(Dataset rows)

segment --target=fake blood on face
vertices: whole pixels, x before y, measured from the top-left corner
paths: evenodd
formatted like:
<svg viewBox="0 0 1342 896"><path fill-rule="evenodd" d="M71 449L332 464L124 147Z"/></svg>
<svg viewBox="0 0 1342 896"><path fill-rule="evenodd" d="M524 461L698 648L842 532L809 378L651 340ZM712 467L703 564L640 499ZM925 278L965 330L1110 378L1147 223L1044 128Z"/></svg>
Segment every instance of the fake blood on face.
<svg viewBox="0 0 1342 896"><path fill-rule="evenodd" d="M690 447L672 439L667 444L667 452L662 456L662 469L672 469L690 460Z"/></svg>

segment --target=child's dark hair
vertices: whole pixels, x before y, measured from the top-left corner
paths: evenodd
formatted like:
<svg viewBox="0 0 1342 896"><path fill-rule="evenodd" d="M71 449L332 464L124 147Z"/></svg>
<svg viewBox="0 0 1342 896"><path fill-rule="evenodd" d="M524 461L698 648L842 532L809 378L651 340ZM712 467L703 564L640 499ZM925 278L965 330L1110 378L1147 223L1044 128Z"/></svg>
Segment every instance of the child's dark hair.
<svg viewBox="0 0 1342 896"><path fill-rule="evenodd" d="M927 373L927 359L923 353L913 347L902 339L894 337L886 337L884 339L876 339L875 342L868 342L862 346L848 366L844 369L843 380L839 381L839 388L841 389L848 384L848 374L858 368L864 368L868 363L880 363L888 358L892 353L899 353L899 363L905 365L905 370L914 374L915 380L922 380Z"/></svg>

◆ Exercise instructions
Copy all of the entries above verbatim, line for line.

◆ Expected answer
segment --target=fake blood on face
vertices: whole pixels, x before y, measured from the top-left corner
paths: evenodd
formatted like:
<svg viewBox="0 0 1342 896"><path fill-rule="evenodd" d="M71 449L332 464L124 147Z"/></svg>
<svg viewBox="0 0 1342 896"><path fill-rule="evenodd" d="M524 461L698 648L842 532L809 378L651 340ZM712 467L703 564L640 499ZM925 278L965 330L1110 378L1147 223L1044 128Z"/></svg>
Segment every instance of the fake blood on face.
<svg viewBox="0 0 1342 896"><path fill-rule="evenodd" d="M690 447L672 439L667 444L667 452L662 456L662 469L672 469L690 460Z"/></svg>

segment --target=child's dark hair
vertices: whole pixels, x before y, measured from the top-left corner
paths: evenodd
formatted like:
<svg viewBox="0 0 1342 896"><path fill-rule="evenodd" d="M71 449L332 464L124 147Z"/></svg>
<svg viewBox="0 0 1342 896"><path fill-rule="evenodd" d="M524 461L698 648L842 532L809 378L651 340ZM712 467L703 564L640 499ZM925 278L965 330L1110 378L1147 223L1044 128Z"/></svg>
Segment every instance of the child's dark hair.
<svg viewBox="0 0 1342 896"><path fill-rule="evenodd" d="M927 373L927 359L923 353L913 347L902 339L894 337L886 337L884 339L876 339L875 342L868 342L862 346L848 366L844 369L843 380L839 381L839 388L841 389L848 384L848 374L858 368L864 368L868 363L880 363L888 358L892 353L899 353L899 363L905 365L905 370L914 374L915 380L922 380Z"/></svg>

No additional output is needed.